• [DIRECTIVE 1]: Reproduce word for word the part of the Lincoln Highway review that begins at the words "Two brothers venture" and stops after the words "a new life.".
• [DIRECTIVE 2]: Quote the lines of the dataset records that begin at the line containing "[locate] yellow safety" and run through the final line of the records, including both.

• [TEXT EXTRACT]:
┌──

The Lincoln Highway by Amor Towles, Review: Heroic dogma

The Lincoln Highway by Amor Towles is filled with characters that charm but international readers may find the anthemic Americana less beguiling. Read my full review.

The Lincoln Highway Book Synopsis

The Lincoln Highway by Amor Towles Book Review

Two brothers venture across 1950s America to New York in the absorbing new novel by the author of the bestselling A Gentleman in Moscow.

In June, 1954, eighteen-year-old Emmett Watson is driven home to Nebraska by the warden of the juvenile work farm where he has just served fifteen months for involuntary manslaughter.

With his mother long gone, his father recently deceased, and the family farm foreclosed upon by the bank, Emmett plans to pick up his eight-year-old brother Billy and head to California to start a new life.

└──

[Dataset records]

┌──

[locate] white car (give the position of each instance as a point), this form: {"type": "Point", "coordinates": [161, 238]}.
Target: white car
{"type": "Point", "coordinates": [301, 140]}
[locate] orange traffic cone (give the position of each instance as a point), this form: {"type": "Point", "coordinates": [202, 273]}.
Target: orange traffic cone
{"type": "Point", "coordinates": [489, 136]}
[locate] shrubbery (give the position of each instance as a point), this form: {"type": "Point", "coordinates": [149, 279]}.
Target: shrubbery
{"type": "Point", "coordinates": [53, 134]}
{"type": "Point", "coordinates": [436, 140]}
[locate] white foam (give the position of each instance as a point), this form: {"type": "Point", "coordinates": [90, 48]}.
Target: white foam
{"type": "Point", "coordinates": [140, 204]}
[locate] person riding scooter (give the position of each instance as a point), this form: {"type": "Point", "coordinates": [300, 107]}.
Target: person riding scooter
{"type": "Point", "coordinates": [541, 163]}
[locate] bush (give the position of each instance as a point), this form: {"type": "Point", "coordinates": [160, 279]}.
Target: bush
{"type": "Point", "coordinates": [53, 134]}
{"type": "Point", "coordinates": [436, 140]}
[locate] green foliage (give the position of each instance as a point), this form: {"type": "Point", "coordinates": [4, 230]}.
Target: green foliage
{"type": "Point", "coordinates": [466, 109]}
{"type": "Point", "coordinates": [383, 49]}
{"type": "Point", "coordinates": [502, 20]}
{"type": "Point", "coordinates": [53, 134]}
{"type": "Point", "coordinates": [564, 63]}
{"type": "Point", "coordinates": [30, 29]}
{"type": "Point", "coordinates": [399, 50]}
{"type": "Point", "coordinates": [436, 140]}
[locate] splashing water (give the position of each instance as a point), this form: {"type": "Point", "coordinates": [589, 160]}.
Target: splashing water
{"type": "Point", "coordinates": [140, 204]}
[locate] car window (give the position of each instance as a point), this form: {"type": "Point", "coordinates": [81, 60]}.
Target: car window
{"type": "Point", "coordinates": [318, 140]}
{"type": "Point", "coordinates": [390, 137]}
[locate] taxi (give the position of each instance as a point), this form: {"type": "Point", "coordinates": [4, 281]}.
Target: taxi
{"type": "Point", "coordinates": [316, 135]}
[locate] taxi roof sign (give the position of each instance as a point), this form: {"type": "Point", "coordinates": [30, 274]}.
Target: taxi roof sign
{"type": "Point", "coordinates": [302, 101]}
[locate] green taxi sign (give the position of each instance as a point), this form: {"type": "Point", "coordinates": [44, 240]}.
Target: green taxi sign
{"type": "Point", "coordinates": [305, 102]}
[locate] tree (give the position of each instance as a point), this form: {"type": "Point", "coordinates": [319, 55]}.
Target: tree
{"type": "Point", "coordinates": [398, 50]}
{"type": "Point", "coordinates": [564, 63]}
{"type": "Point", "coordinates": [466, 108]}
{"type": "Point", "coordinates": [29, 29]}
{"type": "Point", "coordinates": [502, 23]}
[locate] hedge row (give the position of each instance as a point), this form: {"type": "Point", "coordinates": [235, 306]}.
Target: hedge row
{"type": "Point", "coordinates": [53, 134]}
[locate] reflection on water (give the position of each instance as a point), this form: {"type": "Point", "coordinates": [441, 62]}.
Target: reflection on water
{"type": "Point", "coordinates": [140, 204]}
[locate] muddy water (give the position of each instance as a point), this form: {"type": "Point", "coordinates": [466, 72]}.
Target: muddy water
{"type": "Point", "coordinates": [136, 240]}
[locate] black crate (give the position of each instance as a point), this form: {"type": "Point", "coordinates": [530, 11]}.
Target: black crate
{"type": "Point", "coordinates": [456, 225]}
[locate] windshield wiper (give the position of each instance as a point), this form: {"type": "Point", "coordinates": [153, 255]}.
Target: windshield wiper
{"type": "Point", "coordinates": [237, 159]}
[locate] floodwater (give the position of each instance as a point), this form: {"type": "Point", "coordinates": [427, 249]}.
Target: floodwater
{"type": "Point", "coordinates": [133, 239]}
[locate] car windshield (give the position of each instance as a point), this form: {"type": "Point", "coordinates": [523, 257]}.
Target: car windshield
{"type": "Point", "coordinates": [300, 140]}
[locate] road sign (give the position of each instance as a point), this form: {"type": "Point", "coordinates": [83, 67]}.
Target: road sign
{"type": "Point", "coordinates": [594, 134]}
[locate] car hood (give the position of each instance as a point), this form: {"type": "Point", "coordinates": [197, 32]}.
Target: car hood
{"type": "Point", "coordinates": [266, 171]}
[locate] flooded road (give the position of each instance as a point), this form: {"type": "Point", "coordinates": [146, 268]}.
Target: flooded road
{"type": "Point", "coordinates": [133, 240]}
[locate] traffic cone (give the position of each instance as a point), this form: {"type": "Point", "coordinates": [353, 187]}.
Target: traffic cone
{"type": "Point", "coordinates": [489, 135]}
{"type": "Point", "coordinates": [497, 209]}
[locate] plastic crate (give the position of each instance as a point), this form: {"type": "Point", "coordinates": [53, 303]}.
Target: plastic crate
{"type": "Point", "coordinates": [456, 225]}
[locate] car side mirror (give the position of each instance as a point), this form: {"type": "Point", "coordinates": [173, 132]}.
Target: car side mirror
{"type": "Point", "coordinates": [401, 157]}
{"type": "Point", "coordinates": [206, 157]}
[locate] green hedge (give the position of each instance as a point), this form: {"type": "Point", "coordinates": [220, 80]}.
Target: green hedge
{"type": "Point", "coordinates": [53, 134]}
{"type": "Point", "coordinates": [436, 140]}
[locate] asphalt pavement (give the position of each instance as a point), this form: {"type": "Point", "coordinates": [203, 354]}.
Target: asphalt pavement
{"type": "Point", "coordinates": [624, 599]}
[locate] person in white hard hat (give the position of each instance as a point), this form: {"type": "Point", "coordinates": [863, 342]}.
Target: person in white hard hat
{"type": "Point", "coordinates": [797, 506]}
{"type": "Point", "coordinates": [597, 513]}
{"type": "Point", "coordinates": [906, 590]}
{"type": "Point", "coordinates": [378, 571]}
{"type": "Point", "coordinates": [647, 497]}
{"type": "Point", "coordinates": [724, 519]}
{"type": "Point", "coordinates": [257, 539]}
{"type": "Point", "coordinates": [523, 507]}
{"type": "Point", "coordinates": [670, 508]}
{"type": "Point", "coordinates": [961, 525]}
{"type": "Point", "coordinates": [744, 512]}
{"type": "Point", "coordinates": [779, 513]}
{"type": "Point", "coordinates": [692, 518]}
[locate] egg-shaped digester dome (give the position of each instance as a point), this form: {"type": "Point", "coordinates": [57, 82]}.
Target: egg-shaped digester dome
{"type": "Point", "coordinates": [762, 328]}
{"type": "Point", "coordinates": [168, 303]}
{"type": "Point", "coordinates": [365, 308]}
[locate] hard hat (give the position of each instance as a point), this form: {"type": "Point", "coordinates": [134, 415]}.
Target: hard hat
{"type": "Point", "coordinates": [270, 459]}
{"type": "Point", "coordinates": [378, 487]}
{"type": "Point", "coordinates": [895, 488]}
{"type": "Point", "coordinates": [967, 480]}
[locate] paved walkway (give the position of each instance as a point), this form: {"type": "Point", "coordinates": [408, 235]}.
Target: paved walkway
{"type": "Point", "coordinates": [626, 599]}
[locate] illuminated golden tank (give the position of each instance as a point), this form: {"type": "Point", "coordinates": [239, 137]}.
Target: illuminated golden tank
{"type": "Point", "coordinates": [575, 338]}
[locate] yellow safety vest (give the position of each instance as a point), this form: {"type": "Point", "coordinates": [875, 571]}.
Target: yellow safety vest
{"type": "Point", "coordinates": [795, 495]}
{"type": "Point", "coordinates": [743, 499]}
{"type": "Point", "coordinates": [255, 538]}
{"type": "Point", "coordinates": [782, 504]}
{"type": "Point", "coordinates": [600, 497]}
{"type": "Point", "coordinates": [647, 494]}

└──

• [FULL OUTPUT 1]:
Two brothers venture across 1950s America to New York in the absorbing new novel by the author of the bestselling A Gentleman in Moscow.

In June, 1954, eighteen-year-old Emmett Watson is driven home to Nebraska by the warden of the juvenile work farm where he has just served fifteen months for involuntary manslaughter.

With his mother long gone, his father recently deceased, and the family farm foreclosed upon by the bank, Emmett plans to pick up his eight-year-old brother Billy and head to California to start a new life.

• [FULL OUTPUT 2]:
[locate] yellow safety vest (give the position of each instance as a point), this form: {"type": "Point", "coordinates": [875, 571]}.
Target: yellow safety vest
{"type": "Point", "coordinates": [795, 495]}
{"type": "Point", "coordinates": [743, 499]}
{"type": "Point", "coordinates": [255, 538]}
{"type": "Point", "coordinates": [782, 504]}
{"type": "Point", "coordinates": [600, 497]}
{"type": "Point", "coordinates": [647, 494]}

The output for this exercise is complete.